The 2017 FIA Formula One Esports Series was the inaugural season of the Formula One Esports Series. It started on September 4, 2017, and ended on November 25, 2017. It was held on Formula One's official 2017 game.

Qualification
Qualification was held over two stages. These stages were:
Stage One: Players were required to score a podium finish in a Force India VJM10 at Monza, starting in 6th position with 5 laps remaining. It is a points based event, with players awarded a score based on skill, speed and difficulty/assist settings. Players also earned points to their score by driving cleanly. This challenge was available from 4–12 September 2017.
Stage Two: Players were required to win a race in a Red Bull RB13 at Suzuka, starting in 5th position with 5 laps remaining. Players scored points in the same manner as in the first stage. This challenge was available from 18 to 26 September 2017.

_Material shown_:
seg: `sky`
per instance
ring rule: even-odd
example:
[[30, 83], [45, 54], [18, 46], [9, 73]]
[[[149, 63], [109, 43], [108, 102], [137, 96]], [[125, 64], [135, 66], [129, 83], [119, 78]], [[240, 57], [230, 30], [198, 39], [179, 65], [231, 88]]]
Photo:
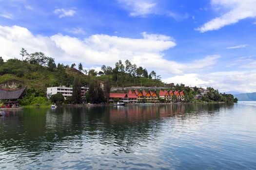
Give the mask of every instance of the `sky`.
[[21, 48], [99, 70], [128, 59], [165, 83], [256, 91], [256, 0], [0, 0], [0, 56]]

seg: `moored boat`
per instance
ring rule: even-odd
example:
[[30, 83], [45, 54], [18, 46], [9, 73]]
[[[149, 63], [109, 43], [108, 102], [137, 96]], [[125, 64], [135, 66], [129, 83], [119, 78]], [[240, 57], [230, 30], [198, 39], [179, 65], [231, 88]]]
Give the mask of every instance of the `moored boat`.
[[114, 104], [114, 106], [124, 106], [125, 104], [125, 103], [122, 102], [118, 102], [117, 103]]

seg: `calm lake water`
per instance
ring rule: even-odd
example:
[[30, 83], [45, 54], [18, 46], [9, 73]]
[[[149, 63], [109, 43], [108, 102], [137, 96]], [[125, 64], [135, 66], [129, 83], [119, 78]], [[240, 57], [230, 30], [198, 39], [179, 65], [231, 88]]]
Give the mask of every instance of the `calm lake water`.
[[256, 102], [6, 112], [0, 169], [256, 169]]

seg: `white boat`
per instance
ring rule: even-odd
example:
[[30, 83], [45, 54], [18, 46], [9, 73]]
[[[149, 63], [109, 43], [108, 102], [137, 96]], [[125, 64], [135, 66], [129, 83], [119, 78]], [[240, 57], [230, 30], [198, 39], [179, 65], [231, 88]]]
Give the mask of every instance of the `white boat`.
[[114, 104], [115, 106], [124, 106], [125, 104], [125, 103], [122, 102], [118, 102], [117, 103]]

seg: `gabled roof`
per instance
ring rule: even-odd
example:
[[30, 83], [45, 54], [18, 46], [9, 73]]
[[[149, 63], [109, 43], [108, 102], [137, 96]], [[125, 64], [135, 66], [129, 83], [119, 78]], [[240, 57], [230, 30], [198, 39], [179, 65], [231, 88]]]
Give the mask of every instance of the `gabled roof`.
[[138, 97], [135, 94], [128, 94], [127, 95], [128, 98], [138, 98]]
[[109, 97], [113, 98], [124, 98], [126, 93], [109, 93]]
[[137, 95], [138, 96], [143, 96], [143, 94], [142, 94], [142, 92], [141, 91], [141, 90], [140, 90], [138, 94]]
[[0, 99], [18, 99], [22, 97], [26, 88], [16, 90], [5, 90], [0, 89]]
[[159, 91], [159, 96], [164, 96], [165, 95], [165, 94], [166, 94], [166, 90], [160, 90]]
[[146, 92], [145, 91], [145, 90], [143, 89], [143, 92], [142, 92], [142, 94], [143, 94], [143, 95], [144, 96], [146, 96]]
[[151, 92], [150, 91], [150, 90], [148, 90], [148, 92], [147, 92], [147, 93], [146, 93], [146, 95], [145, 96], [151, 96]]
[[178, 95], [179, 95], [179, 91], [176, 91], [176, 90], [175, 90], [175, 91], [174, 91], [174, 94], [176, 95], [176, 96], [178, 96]]
[[137, 89], [136, 89], [135, 90], [135, 94], [136, 95], [138, 95], [138, 90], [137, 90]]

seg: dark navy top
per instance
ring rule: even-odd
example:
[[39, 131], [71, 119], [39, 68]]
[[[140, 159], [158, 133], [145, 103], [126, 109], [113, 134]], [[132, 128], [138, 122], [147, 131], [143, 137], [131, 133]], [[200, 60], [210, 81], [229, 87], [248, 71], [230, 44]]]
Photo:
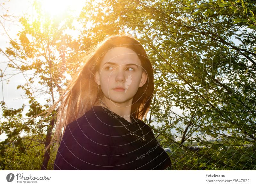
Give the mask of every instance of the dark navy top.
[[[131, 131], [142, 136], [135, 121], [130, 123], [114, 114]], [[170, 170], [170, 158], [150, 127], [135, 119], [146, 139], [143, 143], [131, 135], [109, 110], [93, 106], [67, 126], [53, 170]]]

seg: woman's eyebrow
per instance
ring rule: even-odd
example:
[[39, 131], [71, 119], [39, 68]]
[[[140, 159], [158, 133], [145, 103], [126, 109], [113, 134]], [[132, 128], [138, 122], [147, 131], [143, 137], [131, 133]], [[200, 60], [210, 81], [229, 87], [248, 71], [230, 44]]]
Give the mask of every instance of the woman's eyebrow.
[[[103, 65], [103, 66], [105, 65], [106, 64], [109, 64], [109, 65], [116, 65], [116, 66], [117, 65], [117, 64], [116, 63], [114, 63], [113, 62], [110, 62], [108, 61], [108, 62], [106, 62], [106, 63], [105, 63], [104, 64], [104, 65]], [[139, 66], [138, 66], [138, 65], [136, 65], [136, 64], [134, 64], [134, 63], [128, 63], [127, 64], [125, 64], [125, 65], [126, 65], [126, 66], [129, 66], [129, 65], [135, 65], [135, 66], [137, 67], [137, 68], [139, 68]]]

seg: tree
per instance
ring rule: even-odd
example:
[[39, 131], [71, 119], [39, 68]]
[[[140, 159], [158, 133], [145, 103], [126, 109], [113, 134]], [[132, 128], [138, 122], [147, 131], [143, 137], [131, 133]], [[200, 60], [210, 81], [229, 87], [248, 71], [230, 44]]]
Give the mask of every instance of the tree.
[[[29, 83], [18, 87], [25, 90], [30, 100], [27, 114], [29, 117], [54, 103], [54, 93], [61, 92], [60, 84], [68, 82], [62, 81], [62, 74], [66, 72], [72, 75], [71, 67], [76, 69], [68, 62], [74, 65], [76, 58], [106, 35], [123, 32], [133, 35], [145, 47], [155, 71], [154, 98], [149, 119], [145, 121], [163, 147], [172, 148], [172, 169], [254, 170], [255, 3], [86, 2], [77, 20], [84, 25], [91, 22], [92, 27], [81, 30], [77, 40], [64, 34], [66, 28], [74, 28], [72, 18], [55, 22], [42, 17], [40, 21], [30, 23], [23, 18], [19, 43], [11, 40], [10, 47], [2, 52], [9, 58], [10, 67], [36, 70], [33, 74], [40, 78], [39, 83], [50, 90], [47, 104], [41, 105], [28, 88], [36, 82], [33, 78]], [[28, 34], [36, 39], [30, 40]], [[15, 65], [18, 61], [22, 63], [20, 67]], [[50, 120], [54, 113], [44, 121], [47, 125], [38, 126], [35, 120], [19, 121], [25, 105], [20, 109], [7, 109], [4, 103], [2, 104], [4, 115], [9, 121], [1, 123], [3, 131], [10, 134], [6, 142], [14, 141], [10, 141], [11, 134], [14, 134], [13, 140], [17, 140], [20, 139], [22, 130], [31, 131], [35, 136], [45, 134], [47, 127], [45, 139], [41, 140], [47, 144], [54, 125]], [[174, 106], [182, 113], [175, 111]], [[154, 127], [154, 122], [162, 125]], [[210, 141], [211, 138], [218, 140]], [[193, 144], [199, 149], [190, 148]], [[22, 146], [21, 143], [17, 145]], [[46, 151], [44, 156], [46, 168], [49, 153]]]
[[90, 14], [96, 35], [125, 29], [147, 49], [156, 78], [148, 123], [164, 123], [152, 128], [176, 147], [174, 168], [255, 168], [255, 2], [109, 0]]

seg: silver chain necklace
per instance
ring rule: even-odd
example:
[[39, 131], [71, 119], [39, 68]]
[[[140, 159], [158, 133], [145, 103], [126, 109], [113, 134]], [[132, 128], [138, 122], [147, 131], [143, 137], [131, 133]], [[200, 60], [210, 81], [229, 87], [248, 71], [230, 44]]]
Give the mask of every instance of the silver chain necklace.
[[128, 130], [129, 131], [129, 132], [130, 132], [130, 134], [131, 134], [132, 136], [135, 136], [138, 139], [139, 139], [139, 140], [142, 142], [144, 142], [144, 141], [145, 141], [146, 140], [145, 137], [144, 136], [144, 134], [143, 133], [143, 131], [142, 131], [142, 130], [141, 130], [141, 129], [140, 128], [140, 125], [139, 125], [139, 123], [138, 123], [138, 122], [137, 122], [137, 121], [136, 121], [136, 120], [134, 119], [134, 118], [133, 118], [133, 117], [132, 116], [132, 115], [131, 114], [131, 115], [132, 116], [132, 119], [133, 119], [133, 120], [135, 120], [135, 121], [136, 122], [136, 123], [137, 123], [137, 125], [138, 125], [139, 127], [140, 128], [140, 131], [141, 131], [141, 133], [142, 133], [142, 136], [143, 136], [142, 137], [140, 136], [139, 136], [136, 135], [136, 134], [135, 134], [133, 132], [132, 132], [131, 130], [130, 130], [129, 128], [128, 128], [127, 127], [126, 127], [125, 125], [124, 124], [124, 123], [122, 123], [122, 122], [120, 120], [118, 120], [118, 118], [116, 115], [113, 113], [113, 112], [111, 111], [111, 110], [110, 110], [109, 109], [109, 108], [108, 107], [108, 106], [107, 106], [106, 105], [106, 104], [105, 104], [105, 103], [103, 103], [103, 102], [102, 102], [101, 99], [100, 99], [100, 102], [101, 103], [104, 105], [104, 106], [105, 106], [106, 107], [107, 107], [107, 108], [109, 110], [109, 111], [111, 112], [111, 113], [113, 115], [114, 115], [115, 116], [115, 117], [117, 120], [119, 121], [119, 122], [120, 122], [121, 123], [122, 123], [122, 124], [123, 125], [123, 126], [124, 126], [124, 127], [125, 128], [126, 128], [127, 130]]

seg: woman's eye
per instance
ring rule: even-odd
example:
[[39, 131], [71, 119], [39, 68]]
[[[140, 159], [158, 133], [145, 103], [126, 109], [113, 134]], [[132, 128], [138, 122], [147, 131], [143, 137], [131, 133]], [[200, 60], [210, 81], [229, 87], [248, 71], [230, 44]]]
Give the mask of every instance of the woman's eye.
[[105, 69], [106, 70], [109, 70], [109, 68], [112, 68], [112, 66], [108, 66], [107, 67], [105, 68]]

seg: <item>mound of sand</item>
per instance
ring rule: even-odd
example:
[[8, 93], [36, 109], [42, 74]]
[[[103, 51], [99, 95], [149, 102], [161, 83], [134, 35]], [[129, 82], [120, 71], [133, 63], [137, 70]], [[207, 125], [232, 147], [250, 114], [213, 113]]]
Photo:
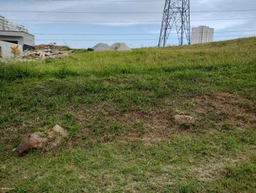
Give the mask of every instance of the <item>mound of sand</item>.
[[99, 43], [92, 47], [95, 52], [103, 52], [108, 50], [109, 46], [106, 43]]
[[112, 51], [129, 51], [129, 50], [131, 50], [131, 49], [130, 49], [124, 43], [114, 43], [113, 45], [112, 45], [109, 47], [109, 50], [112, 50]]

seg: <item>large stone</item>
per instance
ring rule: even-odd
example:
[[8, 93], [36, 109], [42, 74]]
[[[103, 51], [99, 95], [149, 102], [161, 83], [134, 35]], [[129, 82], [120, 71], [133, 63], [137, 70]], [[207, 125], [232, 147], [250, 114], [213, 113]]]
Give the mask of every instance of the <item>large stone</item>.
[[28, 135], [15, 150], [19, 153], [23, 153], [33, 148], [42, 148], [47, 140], [46, 138], [42, 137], [43, 135], [44, 134], [41, 132]]
[[99, 43], [92, 47], [95, 52], [103, 52], [106, 51], [109, 49], [108, 44]]
[[109, 47], [109, 50], [122, 52], [131, 50], [131, 49], [124, 43], [115, 43]]
[[22, 154], [31, 149], [46, 148], [46, 146], [51, 149], [56, 147], [62, 138], [68, 135], [68, 132], [66, 130], [56, 125], [47, 132], [37, 132], [28, 135], [13, 151], [17, 151]]
[[179, 124], [195, 123], [195, 118], [188, 115], [176, 114], [173, 116], [173, 120]]

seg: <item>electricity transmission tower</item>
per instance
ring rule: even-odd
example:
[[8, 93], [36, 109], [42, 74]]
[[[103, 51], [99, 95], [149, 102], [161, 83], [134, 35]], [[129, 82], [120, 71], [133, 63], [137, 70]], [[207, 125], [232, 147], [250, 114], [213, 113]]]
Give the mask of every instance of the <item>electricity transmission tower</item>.
[[189, 0], [166, 0], [158, 47], [166, 45], [173, 30], [177, 31], [180, 45], [185, 36], [190, 44]]

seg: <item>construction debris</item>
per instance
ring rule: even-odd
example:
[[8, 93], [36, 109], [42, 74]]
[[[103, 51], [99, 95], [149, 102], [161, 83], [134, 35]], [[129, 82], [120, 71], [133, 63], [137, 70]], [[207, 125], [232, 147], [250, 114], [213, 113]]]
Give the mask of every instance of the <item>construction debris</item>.
[[67, 56], [72, 50], [65, 50], [64, 47], [51, 45], [40, 45], [35, 47], [34, 50], [25, 50], [23, 58], [32, 59], [55, 58]]

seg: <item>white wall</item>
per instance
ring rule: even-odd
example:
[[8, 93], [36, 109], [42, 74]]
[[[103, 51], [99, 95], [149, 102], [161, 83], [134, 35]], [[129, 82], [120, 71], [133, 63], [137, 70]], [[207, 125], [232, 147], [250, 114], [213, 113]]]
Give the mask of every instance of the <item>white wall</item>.
[[[10, 58], [13, 57], [11, 47], [15, 45], [16, 44], [6, 42], [4, 41], [0, 41], [1, 56], [3, 59]], [[19, 45], [19, 47], [20, 49], [20, 52], [22, 52], [23, 51], [22, 46]]]

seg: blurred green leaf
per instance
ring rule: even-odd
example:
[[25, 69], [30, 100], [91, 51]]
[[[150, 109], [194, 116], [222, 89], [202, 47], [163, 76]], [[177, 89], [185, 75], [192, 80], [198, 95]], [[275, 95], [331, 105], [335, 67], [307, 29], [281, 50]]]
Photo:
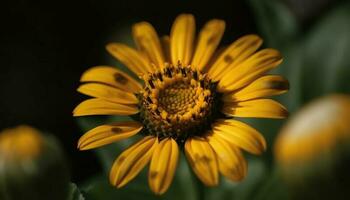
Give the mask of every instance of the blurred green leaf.
[[327, 93], [350, 92], [349, 21], [347, 2], [324, 16], [300, 42], [304, 102]]
[[290, 43], [299, 33], [298, 23], [279, 0], [249, 0], [255, 21], [265, 41], [272, 47]]
[[289, 195], [284, 182], [281, 179], [280, 173], [277, 169], [274, 169], [270, 176], [261, 183], [261, 187], [253, 200], [289, 200]]
[[69, 184], [69, 194], [67, 200], [85, 200], [75, 183]]

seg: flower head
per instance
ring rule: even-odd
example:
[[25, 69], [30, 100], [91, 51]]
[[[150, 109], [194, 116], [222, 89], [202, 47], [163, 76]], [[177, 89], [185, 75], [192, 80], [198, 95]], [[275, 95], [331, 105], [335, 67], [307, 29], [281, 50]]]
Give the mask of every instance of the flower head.
[[69, 175], [55, 138], [21, 125], [0, 132], [0, 199], [62, 200]]
[[333, 94], [313, 100], [282, 128], [275, 158], [293, 199], [348, 198], [349, 119], [350, 96]]
[[150, 188], [164, 193], [181, 148], [205, 185], [217, 185], [219, 173], [239, 181], [247, 171], [241, 150], [253, 154], [265, 150], [263, 136], [234, 117], [287, 115], [281, 104], [265, 99], [288, 90], [284, 78], [265, 75], [282, 62], [281, 55], [274, 49], [257, 51], [262, 40], [256, 35], [241, 37], [217, 54], [224, 29], [224, 21], [213, 19], [195, 40], [194, 17], [182, 14], [170, 36], [159, 39], [151, 24], [140, 22], [132, 28], [137, 49], [111, 43], [107, 51], [142, 83], [107, 66], [82, 75], [85, 84], [78, 91], [94, 98], [79, 104], [74, 116], [127, 115], [134, 121], [90, 130], [79, 140], [81, 150], [144, 135], [115, 161], [110, 173], [113, 185], [125, 185], [150, 162]]

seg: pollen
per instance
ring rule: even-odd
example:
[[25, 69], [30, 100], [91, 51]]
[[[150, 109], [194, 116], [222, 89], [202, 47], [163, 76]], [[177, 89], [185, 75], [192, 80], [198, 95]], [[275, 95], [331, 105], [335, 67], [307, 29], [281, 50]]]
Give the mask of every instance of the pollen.
[[210, 124], [218, 98], [206, 74], [191, 66], [165, 65], [143, 79], [139, 107], [149, 134], [182, 141]]

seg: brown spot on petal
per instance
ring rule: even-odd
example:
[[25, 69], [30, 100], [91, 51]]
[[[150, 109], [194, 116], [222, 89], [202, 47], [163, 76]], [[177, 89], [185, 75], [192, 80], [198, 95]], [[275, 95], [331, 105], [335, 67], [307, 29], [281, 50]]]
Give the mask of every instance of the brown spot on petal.
[[123, 129], [118, 128], [118, 127], [113, 127], [113, 128], [112, 128], [112, 132], [113, 132], [113, 133], [120, 133], [120, 132], [122, 132], [122, 131], [123, 131]]
[[125, 85], [128, 82], [128, 79], [120, 73], [115, 73], [114, 79], [115, 79], [115, 81], [117, 81], [118, 83], [123, 84], [123, 85]]
[[151, 179], [155, 179], [155, 178], [157, 177], [157, 175], [158, 175], [158, 172], [156, 172], [156, 171], [151, 171], [150, 174], [149, 174], [149, 177], [150, 177]]
[[212, 35], [212, 36], [207, 40], [207, 44], [214, 43], [215, 39], [216, 39], [216, 35]]
[[289, 83], [288, 81], [270, 81], [267, 83], [269, 88], [277, 89], [277, 90], [288, 90]]
[[234, 60], [233, 57], [230, 56], [230, 55], [226, 55], [226, 56], [224, 57], [224, 61], [225, 61], [226, 63], [232, 63], [233, 60]]

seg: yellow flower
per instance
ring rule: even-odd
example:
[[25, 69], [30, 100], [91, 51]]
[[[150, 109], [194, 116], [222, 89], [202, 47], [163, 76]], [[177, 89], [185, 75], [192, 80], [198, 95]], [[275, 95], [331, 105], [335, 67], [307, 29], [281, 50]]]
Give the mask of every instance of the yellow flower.
[[274, 49], [257, 51], [260, 37], [239, 38], [219, 54], [216, 48], [225, 22], [213, 19], [195, 38], [195, 20], [179, 15], [170, 36], [159, 39], [153, 26], [132, 27], [137, 49], [120, 43], [107, 51], [143, 84], [108, 66], [87, 70], [78, 91], [94, 97], [79, 104], [74, 116], [127, 115], [135, 121], [102, 125], [79, 140], [81, 150], [96, 148], [136, 134], [144, 135], [115, 161], [110, 181], [122, 187], [150, 162], [149, 185], [156, 194], [171, 184], [179, 147], [198, 178], [218, 184], [219, 172], [242, 180], [247, 164], [241, 150], [260, 154], [263, 136], [234, 117], [284, 118], [286, 109], [265, 99], [288, 90], [288, 81], [266, 72], [282, 62]]
[[27, 125], [0, 132], [0, 199], [62, 200], [68, 184], [55, 138]]
[[348, 199], [349, 120], [350, 96], [334, 94], [312, 101], [282, 128], [275, 158], [293, 199]]

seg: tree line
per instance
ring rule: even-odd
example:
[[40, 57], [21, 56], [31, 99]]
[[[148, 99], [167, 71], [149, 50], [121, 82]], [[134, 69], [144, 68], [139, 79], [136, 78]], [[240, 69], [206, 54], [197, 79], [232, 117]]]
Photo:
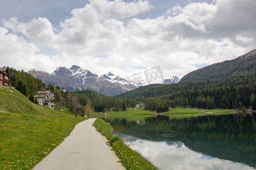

_Requirements_:
A - Translate this sentence from the passage on the 2017 Formula One Esports Series into French: "Players scored points in the same manner as in the first stage."
B - In the passage on the 2017 Formula One Esports Series, which car did players drive in Stage Two of qualification?

_Outputs by task_:
A - Les joueurs marquaient des points de la même manière que lors de la première étape.

B - A Red Bull RB13.